» **PROVIDED MATERIAL**
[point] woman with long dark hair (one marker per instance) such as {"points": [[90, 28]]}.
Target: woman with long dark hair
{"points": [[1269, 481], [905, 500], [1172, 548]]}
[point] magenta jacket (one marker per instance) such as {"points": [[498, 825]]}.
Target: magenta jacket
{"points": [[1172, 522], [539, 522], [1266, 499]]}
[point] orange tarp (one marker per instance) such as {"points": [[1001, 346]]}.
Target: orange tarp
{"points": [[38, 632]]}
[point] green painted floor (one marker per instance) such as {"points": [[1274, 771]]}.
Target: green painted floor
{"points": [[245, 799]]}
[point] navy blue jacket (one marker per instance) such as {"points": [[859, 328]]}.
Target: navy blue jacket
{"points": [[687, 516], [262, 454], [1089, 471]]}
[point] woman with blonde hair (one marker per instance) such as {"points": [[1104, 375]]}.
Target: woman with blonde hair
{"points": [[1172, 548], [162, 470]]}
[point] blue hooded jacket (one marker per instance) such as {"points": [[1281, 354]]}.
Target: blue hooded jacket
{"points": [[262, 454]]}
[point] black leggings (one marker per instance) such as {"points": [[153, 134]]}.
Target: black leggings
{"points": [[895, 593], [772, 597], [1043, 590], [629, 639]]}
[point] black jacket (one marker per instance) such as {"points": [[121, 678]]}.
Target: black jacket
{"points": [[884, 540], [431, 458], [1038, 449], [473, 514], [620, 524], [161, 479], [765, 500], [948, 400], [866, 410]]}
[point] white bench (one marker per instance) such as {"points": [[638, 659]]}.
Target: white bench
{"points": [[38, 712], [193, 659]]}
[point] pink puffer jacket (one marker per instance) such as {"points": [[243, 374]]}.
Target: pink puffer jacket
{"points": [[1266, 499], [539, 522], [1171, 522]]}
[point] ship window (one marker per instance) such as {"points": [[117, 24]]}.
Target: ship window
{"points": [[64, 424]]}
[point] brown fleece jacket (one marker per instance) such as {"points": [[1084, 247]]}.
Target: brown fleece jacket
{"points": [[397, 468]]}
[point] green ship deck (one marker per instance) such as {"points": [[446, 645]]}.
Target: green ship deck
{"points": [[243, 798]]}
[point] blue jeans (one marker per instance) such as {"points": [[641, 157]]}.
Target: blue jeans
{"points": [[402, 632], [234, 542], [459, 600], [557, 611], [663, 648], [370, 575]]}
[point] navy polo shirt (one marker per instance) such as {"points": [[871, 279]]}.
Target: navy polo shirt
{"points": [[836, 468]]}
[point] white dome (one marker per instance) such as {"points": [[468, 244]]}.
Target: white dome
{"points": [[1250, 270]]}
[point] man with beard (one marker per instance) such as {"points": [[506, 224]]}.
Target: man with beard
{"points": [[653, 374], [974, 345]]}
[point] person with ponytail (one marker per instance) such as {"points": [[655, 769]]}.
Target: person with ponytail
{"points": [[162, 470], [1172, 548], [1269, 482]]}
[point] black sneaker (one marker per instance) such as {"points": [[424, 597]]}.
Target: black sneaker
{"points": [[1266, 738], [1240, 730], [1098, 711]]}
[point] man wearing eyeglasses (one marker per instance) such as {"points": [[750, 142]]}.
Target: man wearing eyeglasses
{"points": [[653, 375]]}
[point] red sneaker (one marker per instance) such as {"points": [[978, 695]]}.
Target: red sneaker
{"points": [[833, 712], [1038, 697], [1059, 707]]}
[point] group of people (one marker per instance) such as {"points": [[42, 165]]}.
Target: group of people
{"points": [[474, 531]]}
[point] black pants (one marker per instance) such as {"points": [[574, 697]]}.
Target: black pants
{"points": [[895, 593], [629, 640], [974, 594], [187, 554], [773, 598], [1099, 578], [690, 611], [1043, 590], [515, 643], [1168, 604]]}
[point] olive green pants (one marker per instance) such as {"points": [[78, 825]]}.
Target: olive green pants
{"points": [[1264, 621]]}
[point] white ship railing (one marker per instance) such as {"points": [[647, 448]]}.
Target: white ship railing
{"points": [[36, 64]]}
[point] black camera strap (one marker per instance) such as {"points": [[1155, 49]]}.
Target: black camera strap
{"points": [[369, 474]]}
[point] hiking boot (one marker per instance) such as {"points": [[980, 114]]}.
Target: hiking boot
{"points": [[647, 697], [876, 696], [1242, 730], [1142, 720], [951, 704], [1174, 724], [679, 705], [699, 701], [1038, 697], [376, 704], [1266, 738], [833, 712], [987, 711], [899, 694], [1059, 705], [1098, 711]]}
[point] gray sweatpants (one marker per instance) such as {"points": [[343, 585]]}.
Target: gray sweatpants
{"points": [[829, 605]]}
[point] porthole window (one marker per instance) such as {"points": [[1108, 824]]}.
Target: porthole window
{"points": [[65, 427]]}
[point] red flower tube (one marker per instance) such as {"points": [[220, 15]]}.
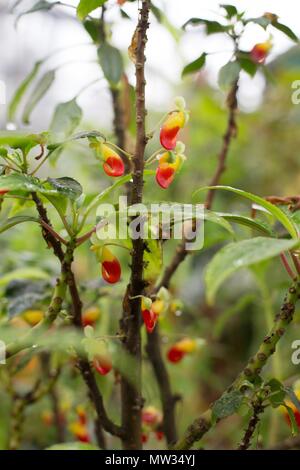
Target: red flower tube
{"points": [[169, 131], [111, 268], [102, 364]]}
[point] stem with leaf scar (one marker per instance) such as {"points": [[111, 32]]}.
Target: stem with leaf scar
{"points": [[168, 399], [131, 397], [203, 424]]}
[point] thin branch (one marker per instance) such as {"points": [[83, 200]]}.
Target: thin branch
{"points": [[203, 424], [288, 444], [83, 363], [132, 402], [168, 400], [230, 133], [252, 425]]}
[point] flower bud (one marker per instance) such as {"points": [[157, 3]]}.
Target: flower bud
{"points": [[260, 51], [111, 268], [168, 133]]}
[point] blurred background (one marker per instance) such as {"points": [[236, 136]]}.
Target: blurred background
{"points": [[264, 159]]}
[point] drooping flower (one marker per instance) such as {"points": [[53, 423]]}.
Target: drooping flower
{"points": [[80, 431], [260, 52], [111, 268], [169, 131], [102, 364], [180, 349], [90, 316], [174, 354], [113, 164], [33, 317], [168, 164], [150, 312], [293, 407]]}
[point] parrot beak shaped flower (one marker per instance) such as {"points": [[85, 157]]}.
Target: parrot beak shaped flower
{"points": [[174, 354], [181, 348], [111, 268], [169, 131], [167, 167], [90, 316], [80, 431], [165, 175], [260, 51], [150, 319], [113, 164], [293, 408], [102, 364], [150, 313], [33, 317]]}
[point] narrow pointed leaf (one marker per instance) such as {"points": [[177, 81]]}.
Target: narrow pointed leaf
{"points": [[240, 255]]}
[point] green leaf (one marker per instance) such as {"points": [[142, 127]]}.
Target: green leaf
{"points": [[17, 181], [230, 10], [238, 308], [111, 62], [228, 74], [66, 186], [66, 118], [274, 210], [73, 446], [195, 66], [239, 255], [212, 27], [248, 222], [277, 393], [21, 90], [12, 221], [293, 397], [227, 405], [262, 21], [91, 26], [286, 30], [87, 6], [152, 260], [37, 94], [107, 191], [23, 273], [25, 294], [19, 141]]}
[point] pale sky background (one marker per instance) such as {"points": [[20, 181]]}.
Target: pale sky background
{"points": [[39, 34]]}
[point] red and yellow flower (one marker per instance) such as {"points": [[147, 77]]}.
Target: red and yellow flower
{"points": [[111, 268], [113, 164], [150, 312], [293, 407], [169, 131], [168, 164], [180, 349], [90, 316], [33, 317], [260, 52]]}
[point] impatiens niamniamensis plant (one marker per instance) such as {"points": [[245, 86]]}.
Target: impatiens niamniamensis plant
{"points": [[104, 324]]}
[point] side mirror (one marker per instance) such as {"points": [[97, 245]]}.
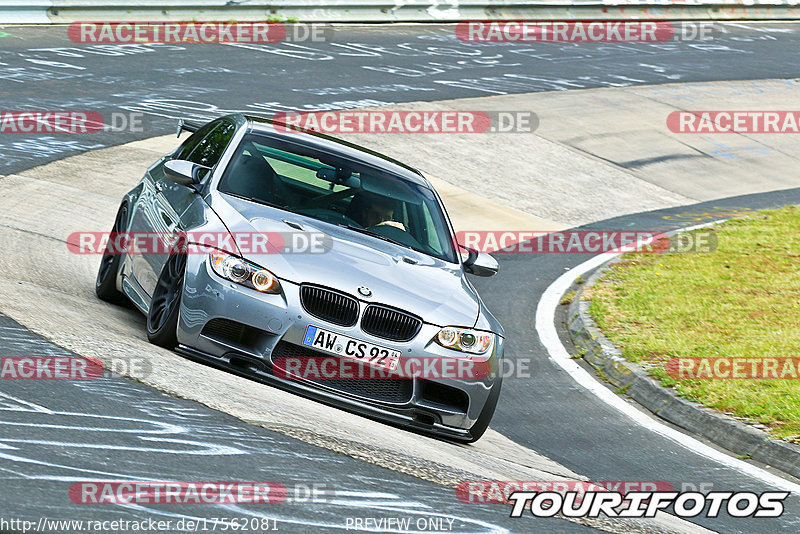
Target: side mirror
{"points": [[184, 172], [481, 263]]}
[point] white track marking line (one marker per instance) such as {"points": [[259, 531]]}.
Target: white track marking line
{"points": [[546, 328]]}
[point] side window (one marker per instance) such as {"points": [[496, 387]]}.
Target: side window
{"points": [[193, 140], [210, 149]]}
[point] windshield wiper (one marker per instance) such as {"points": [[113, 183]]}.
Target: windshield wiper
{"points": [[373, 234], [256, 200]]}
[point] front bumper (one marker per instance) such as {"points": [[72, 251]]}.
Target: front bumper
{"points": [[445, 406]]}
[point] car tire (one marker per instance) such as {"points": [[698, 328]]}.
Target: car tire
{"points": [[106, 283], [477, 430], [162, 317]]}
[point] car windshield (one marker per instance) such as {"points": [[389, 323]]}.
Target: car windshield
{"points": [[340, 191]]}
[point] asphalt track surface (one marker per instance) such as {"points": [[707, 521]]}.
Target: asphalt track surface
{"points": [[366, 66]]}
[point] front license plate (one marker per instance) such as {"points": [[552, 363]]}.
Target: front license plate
{"points": [[348, 347]]}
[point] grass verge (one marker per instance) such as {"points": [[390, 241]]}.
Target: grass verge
{"points": [[741, 301]]}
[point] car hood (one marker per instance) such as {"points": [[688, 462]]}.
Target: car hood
{"points": [[430, 288]]}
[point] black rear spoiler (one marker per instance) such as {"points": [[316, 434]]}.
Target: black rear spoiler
{"points": [[188, 126]]}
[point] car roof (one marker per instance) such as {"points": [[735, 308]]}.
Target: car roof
{"points": [[337, 146]]}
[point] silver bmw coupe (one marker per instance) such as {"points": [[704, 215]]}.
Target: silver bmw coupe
{"points": [[315, 265]]}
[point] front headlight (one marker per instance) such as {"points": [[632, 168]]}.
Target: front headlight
{"points": [[465, 339], [243, 272]]}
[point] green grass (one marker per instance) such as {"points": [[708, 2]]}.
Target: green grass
{"points": [[741, 301]]}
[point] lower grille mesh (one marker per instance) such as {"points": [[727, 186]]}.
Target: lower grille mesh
{"points": [[394, 390]]}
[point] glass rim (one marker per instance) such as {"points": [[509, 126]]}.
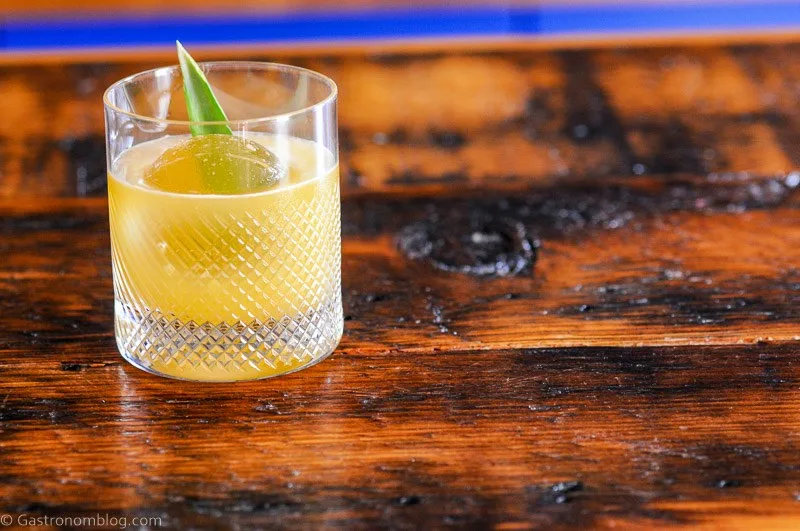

» **PROBLEM REQUIREMENTS**
Among the records above, only the lines between the line holding "[point] white ship" and the line holding "[point] black camera", inclusive, are to be output, exactly as written.

» **RESULT OF THIS TASK**
[point] white ship railing (one marker per instance) such as {"points": [[647, 448]]}.
Target: white ship railing
{"points": [[36, 64]]}
[point] black camera strap (one marker per instance) such as {"points": [[1155, 49]]}.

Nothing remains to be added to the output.